Rows from a pointing dataset:
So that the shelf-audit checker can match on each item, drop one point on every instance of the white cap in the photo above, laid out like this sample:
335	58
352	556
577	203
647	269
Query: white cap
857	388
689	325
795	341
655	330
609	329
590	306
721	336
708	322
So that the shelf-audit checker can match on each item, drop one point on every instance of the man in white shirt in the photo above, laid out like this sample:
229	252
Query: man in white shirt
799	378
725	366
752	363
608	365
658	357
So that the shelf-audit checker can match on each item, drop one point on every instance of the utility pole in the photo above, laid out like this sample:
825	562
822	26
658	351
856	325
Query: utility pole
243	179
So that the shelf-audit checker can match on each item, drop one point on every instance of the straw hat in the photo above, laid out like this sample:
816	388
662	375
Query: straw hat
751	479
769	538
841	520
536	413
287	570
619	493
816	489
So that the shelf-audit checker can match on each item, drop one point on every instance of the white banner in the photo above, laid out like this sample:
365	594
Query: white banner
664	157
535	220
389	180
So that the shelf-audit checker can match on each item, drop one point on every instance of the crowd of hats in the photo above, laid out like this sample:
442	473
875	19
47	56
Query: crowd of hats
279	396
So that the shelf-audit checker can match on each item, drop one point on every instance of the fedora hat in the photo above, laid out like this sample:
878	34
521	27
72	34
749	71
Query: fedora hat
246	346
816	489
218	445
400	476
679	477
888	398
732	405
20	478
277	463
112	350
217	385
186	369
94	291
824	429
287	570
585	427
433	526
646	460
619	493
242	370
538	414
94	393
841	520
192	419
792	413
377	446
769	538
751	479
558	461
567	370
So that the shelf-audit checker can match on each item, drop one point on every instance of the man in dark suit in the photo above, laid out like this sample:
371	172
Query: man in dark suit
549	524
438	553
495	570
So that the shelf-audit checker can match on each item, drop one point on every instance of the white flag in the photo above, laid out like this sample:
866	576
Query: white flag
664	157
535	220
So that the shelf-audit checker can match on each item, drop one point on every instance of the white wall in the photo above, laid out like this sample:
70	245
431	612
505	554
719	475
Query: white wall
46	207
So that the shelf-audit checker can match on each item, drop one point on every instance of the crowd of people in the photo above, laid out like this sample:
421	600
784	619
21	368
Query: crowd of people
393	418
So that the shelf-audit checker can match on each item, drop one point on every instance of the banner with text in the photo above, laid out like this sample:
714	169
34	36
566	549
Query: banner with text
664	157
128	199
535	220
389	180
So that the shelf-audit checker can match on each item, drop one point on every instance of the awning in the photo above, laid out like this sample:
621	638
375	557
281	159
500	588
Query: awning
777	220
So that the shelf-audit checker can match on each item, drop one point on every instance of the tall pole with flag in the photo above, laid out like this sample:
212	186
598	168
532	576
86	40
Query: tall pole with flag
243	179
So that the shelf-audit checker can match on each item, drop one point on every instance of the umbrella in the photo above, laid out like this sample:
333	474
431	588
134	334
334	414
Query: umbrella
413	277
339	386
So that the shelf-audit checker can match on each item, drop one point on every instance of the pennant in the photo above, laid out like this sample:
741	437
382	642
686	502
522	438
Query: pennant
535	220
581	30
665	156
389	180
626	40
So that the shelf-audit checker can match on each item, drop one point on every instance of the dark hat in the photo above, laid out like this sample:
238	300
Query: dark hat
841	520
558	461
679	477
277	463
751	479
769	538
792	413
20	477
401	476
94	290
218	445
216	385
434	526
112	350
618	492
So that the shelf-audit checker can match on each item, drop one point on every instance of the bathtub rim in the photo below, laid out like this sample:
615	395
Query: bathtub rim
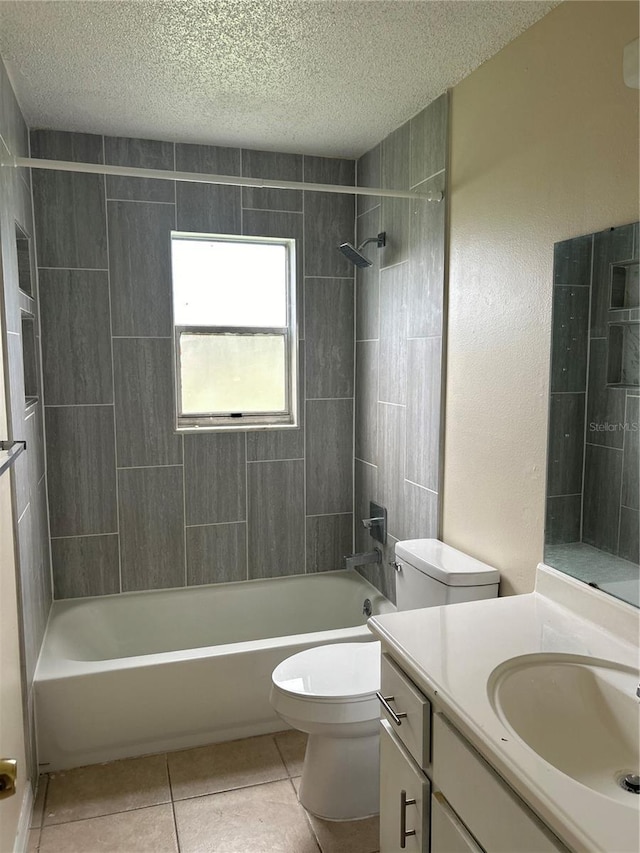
51	667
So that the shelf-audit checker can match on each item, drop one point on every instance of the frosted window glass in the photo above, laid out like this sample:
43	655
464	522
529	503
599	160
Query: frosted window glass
220	283
225	374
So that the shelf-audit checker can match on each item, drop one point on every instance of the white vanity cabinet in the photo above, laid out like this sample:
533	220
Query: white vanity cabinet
437	794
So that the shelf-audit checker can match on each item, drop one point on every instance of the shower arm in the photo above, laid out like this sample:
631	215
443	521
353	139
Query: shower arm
380	240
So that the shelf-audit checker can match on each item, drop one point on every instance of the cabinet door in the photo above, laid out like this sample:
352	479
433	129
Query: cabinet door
404	798
448	833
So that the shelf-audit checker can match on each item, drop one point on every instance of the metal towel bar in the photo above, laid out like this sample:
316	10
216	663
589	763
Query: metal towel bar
13	449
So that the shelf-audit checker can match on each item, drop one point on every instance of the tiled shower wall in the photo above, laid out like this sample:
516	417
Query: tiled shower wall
399	337
28	473
133	505
592	485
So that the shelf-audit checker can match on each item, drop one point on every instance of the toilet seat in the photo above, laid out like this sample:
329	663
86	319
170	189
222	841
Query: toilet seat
329	692
343	672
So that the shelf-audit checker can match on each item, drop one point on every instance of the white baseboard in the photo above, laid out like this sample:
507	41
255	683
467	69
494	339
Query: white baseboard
24	822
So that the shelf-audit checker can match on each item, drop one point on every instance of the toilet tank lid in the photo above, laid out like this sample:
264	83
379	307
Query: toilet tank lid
446	564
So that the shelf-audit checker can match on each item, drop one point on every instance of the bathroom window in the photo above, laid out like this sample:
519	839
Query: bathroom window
235	337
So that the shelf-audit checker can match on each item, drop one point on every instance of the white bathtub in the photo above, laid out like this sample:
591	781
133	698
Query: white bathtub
147	672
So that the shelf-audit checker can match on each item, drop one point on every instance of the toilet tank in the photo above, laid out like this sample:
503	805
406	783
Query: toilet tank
431	573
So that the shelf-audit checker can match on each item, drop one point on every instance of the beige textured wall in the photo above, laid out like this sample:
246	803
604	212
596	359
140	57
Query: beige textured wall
544	147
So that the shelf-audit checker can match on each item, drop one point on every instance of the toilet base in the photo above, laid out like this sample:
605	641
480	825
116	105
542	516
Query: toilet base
340	777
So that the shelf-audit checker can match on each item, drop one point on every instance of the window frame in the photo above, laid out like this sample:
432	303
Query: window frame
227	422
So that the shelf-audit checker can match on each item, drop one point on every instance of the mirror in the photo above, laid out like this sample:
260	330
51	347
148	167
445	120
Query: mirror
592	510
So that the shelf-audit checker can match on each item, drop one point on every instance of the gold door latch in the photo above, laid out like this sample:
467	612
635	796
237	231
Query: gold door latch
8	773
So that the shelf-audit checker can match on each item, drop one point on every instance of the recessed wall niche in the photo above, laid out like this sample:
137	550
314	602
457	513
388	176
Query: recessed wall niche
23	249
625	285
623	362
29	360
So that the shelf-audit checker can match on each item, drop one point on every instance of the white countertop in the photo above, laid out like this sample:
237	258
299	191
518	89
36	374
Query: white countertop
450	653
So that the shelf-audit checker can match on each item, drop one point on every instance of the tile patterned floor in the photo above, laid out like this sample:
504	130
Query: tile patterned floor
235	797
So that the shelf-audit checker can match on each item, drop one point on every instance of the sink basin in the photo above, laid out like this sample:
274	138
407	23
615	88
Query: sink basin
579	714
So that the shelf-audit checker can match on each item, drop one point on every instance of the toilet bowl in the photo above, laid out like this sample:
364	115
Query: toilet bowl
329	692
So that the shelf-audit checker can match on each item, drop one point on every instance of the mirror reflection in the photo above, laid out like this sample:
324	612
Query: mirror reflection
592	518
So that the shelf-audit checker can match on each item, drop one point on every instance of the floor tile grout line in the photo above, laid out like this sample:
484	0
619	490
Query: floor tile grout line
107	814
307	817
231	790
173	802
279	751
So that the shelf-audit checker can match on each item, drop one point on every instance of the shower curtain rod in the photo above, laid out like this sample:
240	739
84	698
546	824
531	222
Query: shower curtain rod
202	178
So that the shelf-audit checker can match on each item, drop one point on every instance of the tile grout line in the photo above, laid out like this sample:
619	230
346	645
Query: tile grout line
246	434
173	802
303	402
113	372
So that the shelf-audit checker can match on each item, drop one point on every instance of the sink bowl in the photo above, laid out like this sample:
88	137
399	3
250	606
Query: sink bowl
579	714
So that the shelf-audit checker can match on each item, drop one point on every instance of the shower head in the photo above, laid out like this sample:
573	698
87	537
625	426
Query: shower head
355	255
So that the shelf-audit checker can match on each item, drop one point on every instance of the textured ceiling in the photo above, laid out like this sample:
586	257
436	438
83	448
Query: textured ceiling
291	75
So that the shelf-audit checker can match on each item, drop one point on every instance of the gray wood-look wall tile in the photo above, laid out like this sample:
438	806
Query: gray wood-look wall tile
205	207
394	285
562	523
70	213
274	444
391	460
216	553
152	549
215	478
141	153
566	444
569	338
366	401
601	508
34	453
426	264
81	470
329	337
329	460
629	548
395	214
140	267
365	490
145	408
329	170
328	221
329	539
76	341
269	223
572	261
615	244
420	517
423	412
631	459
368	278
429	133
276	518
605	406
85	565
274	166
369	174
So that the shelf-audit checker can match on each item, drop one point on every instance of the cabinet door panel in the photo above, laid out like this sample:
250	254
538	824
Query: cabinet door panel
399	774
478	794
404	697
448	833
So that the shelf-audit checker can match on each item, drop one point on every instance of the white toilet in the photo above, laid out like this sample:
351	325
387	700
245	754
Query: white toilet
330	691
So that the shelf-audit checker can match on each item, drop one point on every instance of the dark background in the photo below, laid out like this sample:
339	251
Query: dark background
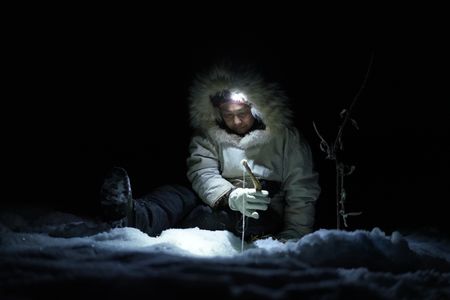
86	96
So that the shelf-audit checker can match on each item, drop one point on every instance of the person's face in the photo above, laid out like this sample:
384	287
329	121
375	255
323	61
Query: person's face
237	117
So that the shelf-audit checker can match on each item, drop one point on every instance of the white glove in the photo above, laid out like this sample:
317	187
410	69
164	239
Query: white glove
248	200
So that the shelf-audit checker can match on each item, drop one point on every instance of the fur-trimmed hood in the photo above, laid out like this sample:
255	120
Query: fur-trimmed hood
267	100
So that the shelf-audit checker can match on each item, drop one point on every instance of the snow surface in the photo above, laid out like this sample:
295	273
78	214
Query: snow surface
60	255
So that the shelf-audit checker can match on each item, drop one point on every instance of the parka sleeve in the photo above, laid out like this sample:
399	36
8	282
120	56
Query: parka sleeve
204	171
301	185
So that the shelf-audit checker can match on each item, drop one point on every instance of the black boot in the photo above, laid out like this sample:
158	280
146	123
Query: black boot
116	198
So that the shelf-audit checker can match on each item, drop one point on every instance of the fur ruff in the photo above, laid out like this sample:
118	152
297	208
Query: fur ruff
266	99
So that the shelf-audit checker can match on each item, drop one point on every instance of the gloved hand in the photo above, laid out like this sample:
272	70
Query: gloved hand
247	201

## Goal of the exercise
Return, unchanged, each line from the line containing "the white glove" through the last line of the material.

## Result of this exercise
So that the shelf-audit checker can match on each item, drop one point on every instance of the white glove in the photo above, laid out like this sample:
317	187
410	69
164	239
Query: white glove
248	200
So that the shelf-audit checker can match on each item, drop one point on every instance of the fur-trimmed hood in the photo above, laid out like this sample:
255	120
Query: fur-trimmed hood
267	100
So that the shelf-audit checker can match on each item, drop one point on every instance of the snow surface in the photo above, laid out like this sample:
295	273
78	214
Query: snow surface
60	255
So that the shelf-audit checker can match on each item, drop one point on every instance of the parka sleeve in the photo above, laid out like this sample:
399	36
8	282
120	56
Query: parka sleeve
204	171
301	185
So that the shelf-audit checker can match on each item, drop one point on every instance of the black boot in the photo above, laid out like this sample:
158	280
146	123
Query: black boot
116	198
So that the shelf-audit checker can match on each item, drop one point on every instance of the fur ruff in the photo above, laid out like this sample:
118	152
297	208
Query: fur ruff
266	99
So that the shelf-audit checker can match on each item, drop one point on every instance of the gloved hand in the photo above, laid out like this sample:
272	70
Query: gloved hand
247	201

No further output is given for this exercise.